WORK TO BE COMPLETED ▸
Copy out all of the records below line for line, changing nothing.

DATA RECORDS ▸
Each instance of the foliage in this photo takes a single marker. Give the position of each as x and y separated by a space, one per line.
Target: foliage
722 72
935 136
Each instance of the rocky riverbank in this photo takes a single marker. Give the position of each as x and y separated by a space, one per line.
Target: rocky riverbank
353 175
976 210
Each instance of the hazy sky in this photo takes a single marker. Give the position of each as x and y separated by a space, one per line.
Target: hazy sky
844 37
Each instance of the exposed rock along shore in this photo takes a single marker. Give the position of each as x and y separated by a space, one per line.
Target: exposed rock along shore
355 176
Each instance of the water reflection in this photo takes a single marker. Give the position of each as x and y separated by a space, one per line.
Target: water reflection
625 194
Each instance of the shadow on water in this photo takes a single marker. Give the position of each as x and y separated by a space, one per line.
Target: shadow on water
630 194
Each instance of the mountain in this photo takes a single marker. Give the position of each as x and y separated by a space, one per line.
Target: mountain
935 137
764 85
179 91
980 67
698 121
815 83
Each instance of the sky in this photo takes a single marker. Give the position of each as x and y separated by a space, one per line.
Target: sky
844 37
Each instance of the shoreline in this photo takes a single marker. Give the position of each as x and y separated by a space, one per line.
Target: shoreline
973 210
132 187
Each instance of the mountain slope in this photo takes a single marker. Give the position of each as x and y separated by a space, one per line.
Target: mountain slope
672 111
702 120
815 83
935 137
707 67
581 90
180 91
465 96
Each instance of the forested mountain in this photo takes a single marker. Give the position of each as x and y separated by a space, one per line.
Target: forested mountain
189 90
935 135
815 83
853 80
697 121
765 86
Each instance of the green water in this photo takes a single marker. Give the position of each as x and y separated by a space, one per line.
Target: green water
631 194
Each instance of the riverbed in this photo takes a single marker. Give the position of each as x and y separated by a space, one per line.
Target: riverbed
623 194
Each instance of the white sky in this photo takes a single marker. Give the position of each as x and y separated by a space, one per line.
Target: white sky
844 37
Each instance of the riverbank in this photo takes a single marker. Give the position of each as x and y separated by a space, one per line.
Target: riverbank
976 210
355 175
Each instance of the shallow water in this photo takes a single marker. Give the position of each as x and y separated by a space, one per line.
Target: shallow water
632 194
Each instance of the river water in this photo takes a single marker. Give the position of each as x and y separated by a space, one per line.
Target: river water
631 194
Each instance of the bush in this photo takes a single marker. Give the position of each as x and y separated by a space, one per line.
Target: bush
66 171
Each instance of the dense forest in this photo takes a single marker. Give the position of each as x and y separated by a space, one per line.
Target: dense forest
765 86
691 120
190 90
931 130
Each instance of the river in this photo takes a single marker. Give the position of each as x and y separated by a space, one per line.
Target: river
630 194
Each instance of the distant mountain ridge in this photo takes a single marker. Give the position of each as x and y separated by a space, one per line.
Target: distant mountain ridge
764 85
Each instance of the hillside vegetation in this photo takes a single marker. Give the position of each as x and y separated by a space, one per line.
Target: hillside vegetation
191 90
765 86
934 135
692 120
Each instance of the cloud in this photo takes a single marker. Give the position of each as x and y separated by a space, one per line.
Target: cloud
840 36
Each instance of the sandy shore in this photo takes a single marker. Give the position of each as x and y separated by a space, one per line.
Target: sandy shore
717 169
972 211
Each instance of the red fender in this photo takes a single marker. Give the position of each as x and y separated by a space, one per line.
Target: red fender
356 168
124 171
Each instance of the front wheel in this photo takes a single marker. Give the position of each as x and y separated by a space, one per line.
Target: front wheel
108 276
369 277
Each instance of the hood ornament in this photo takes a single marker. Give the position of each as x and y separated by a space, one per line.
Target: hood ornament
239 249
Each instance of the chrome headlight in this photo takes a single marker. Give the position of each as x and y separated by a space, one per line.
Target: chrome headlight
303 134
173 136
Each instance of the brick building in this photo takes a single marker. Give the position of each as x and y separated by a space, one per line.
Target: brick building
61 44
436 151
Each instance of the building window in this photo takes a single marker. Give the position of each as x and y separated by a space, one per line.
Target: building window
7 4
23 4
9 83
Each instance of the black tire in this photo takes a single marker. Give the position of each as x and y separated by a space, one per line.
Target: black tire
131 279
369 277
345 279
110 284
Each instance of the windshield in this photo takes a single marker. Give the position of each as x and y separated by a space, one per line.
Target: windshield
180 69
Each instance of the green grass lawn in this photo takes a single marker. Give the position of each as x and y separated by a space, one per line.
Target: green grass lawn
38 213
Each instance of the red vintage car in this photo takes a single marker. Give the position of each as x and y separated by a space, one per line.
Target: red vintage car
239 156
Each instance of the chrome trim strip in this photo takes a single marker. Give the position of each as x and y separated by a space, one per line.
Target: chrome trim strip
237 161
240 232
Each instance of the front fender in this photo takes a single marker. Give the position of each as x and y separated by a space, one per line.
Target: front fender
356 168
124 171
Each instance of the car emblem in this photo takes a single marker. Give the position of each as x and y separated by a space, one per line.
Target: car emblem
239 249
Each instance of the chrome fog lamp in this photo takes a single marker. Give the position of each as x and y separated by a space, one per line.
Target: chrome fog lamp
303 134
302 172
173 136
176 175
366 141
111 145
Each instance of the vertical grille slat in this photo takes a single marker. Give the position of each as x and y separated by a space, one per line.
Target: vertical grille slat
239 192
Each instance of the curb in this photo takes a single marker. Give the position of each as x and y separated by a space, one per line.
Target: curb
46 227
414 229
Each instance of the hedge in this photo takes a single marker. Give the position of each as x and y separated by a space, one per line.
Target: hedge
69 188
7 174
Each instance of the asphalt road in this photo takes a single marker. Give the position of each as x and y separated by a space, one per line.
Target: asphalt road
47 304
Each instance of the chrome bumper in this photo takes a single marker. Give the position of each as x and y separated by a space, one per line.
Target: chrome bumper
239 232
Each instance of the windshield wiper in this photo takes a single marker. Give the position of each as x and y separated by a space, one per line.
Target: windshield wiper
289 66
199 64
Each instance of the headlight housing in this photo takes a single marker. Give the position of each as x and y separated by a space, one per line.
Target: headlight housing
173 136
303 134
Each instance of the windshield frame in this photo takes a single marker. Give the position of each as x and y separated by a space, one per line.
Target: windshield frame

SOLUTION ▸
Each instance of the foliage in this photo takes a single marker. Give the position of each as x and y separated by a space, one per line.
Target: foliage
722 72
935 136
Each instance of the rocky riverbank in this photo takes a single marker. Give the position of each as x and y separated by a space, one per line.
Target: rocky riverbank
353 175
976 210
Each instance of the hazy sky in this photo takes a single marker. Give the position of each as x and y separated by a space, one per line.
Target: hazy sky
844 37
Each instance of the exposed rock along shore in this photo takes a single marker. Give the position of each as x and y separated by a space, one per line.
Target: exposed rock along shore
355 176
Each instance of the water reflection in this photo takes a single marker. Give the position of each as x and y separated by a space, one per line.
Target: water reflection
625 194
Each instance of the shadow on water in this photo takes a single marker. Give the position of each as x and y separated by a space, one per line.
Target: shadow on water
630 194
Each instance of the mountain in this photo takes a single marker. Give the position of each as x and y separated by a space, one per line.
Target: mountain
935 137
764 85
179 91
980 67
698 121
815 83
Each instance of the sky in this photo takes a single marker. Give the position of each as x and y separated by a space, one per line.
Target: sky
844 37
Each instance of the shoreline in this photo takes a single marker. Give the position of each as x and y separated by a space, one per line.
Target: shoreline
973 210
132 187
Each instance of the mountain slope in this photo takes a single marker. Give the position of each as x and y separated by a space, one per line.
Target: mountain slope
672 111
702 120
815 83
935 137
707 67
581 90
180 91
465 96
Each instance of the forested mountain in this photo takes a single marker. Give the position of each as x and y separated by a space, one per line.
Target: forested mountain
189 90
935 135
815 83
853 80
697 121
765 86
Each instance of the green water in this photo takes a single marker. Give the position of each as x and y separated by a space, one per line.
Target: green water
631 194
Each instance of the riverbed in this photo takes a single marker. Give the position of each as x and y separated by a space, one per line.
Target: riverbed
623 194
Each instance of the white sky in this photo takes a single marker. Give the position of each as x and y separated by a space, one per line.
Target: white sky
844 37
Each instance of the riverbank in this photo takes a single marker. Give the position of each as x and y separated by a space, one per line.
Target: riverbank
976 210
355 175
Each instance of the shallow water in this photo takes a single marker. Give the position of each as x and y separated by a space, one per line.
Target: shallow water
632 194
Each instance of the river water in this photo takes a single marker. Give the position of each as x and y separated by a space, one per line.
Target: river water
631 194
Each instance of the bush in this photo takes a single marker. Give the position of each as x and y separated by a space, one per line.
Target: bush
66 171
Each instance of the dense forest in this photo takes a single marker. Give the position of each as x and y separated by a space, one per line.
Target: dense forest
765 86
691 120
190 90
931 130
Each instance of the river in this photo takes a single marker. Give the position of each as x and y separated by a space, one per line.
Target: river
630 194
Each instance of the distant mountain ridge in this photo takes a single marker. Give the position of each as x and y separated by a space, one per line.
Target: distant mountain ridge
764 85
Each instance of the hillside vegetation in this photo takes a single marker. Give the position of each as x and y separated by a space, one per line.
Target: hillside vegetation
191 90
765 86
934 135
692 120
Each instance of the cloud in this photo takes a single marker. Give the position of each as x and y separated by a space, one per line.
Target: cloud
840 36
Each instance of the sandy shore in this photo takes a single marker. Give the position of each as x and y separated by a space, one per line.
Target: sandy shore
717 169
972 211
Each instance of the red fender in this photo takes a single marker. Give the position of each as x and y separated by a space, one per line.
Target: red fender
356 168
124 171
Each instance of the front wheel in this photo takes a single marker. Give the position of each as x and y separated by a space, one per line.
Target: front wheel
108 276
369 277
Each instance of the hood ornament in this photo takes a single marker. Give the position of each as x and y separated by a space, one per line.
Target: hood ornament
239 249
Each instance of the chrome headlight in this photo takes a single marker. Give the position of each as x and y separated by a space, one per line.
Target: chrome headlight
303 134
173 136
Each instance of the brick building in this photo takes a single marker. Give the position of each as x and y separated by a space, one per line.
Target: brick building
61 44
436 151
Each instance of the building window in this photo takes a single marker. Give the position of each as x and y separated by a space, one per line.
Target: building window
7 4
23 4
9 83
Each instance of the black tire in this photo takes a single marker. Give the position of each as x and y separated by a space, one per line.
Target: black tire
131 279
369 277
345 279
110 284
Each instance of the windshield in this photo takes a single marker. Give the position of each as x and y separated by a space, one per line.
Target: windshield
180 69
Each instance of the green grass lawn in this photo takes a single marker. Give the position of each as x and y separated by a space, one per line.
Target: green grass lawn
38 213
Each instance of the red vintage car in this photo takes a single marker. Give the position of each as x and y separated by a space, one per line.
Target: red vintage car
239 156
Each instance of the chrome trim strip in this photo takes a single marker. Give the position of each as x and y separated by a space, one per line.
Target: chrome trim strip
237 161
240 232
Each instance of the front fender in this photo takes a single marker. Give the position of each as x and y separated by a space, one per line.
Target: front fender
356 168
124 171
Each instance of the car emblem in this photo takes a single marker. Give the position of each as x and y separated by a space, one per line.
Target: car emblem
239 249
Each instance of the chrome fog lamp in this photo takes a single marker. Give the position of each as x and y separated by a space, one per line.
Target: chrome fog lamp
303 134
302 172
173 136
176 175
366 141
111 145
Each instance of the vertical grille slat in this photo takes a single marker. Give the position of each as x and y separated by a space, one per line.
Target: vertical grille slat
239 192
Each instance of the curb in this photo takes a single marker. Give the position of each as x and y separated by a space, one per line.
Target: curb
46 227
414 229
Each instance of the hedge in this photo takes a single marker. Give the position of each as x and y separated by a space, one per line.
Target: hedge
69 188
7 174
Each instance of the asphalt road in this photo takes a single marker. Give the position of each as x and y separated by a space, one per line.
Target: asphalt road
47 304
Each instance of the chrome bumper in this photo takes a single marker. Give the position of each as x and y separated by a space, one per line.
Target: chrome bumper
239 232
Each instance of the windshield wiper in this photo takes a single marker. Give the position of each as x and y separated by a space, one per line.
Target: windshield wiper
289 66
199 64
Each instance of the headlight housing in this photo takes a single marker. Give the position of each as x and y separated by a space, one per line.
Target: headlight housing
173 136
303 134
Each instance of the windshield frame in this photo takes a single marker. Give the position of each as x and y separated by a space, one per line.
Target: windshield frame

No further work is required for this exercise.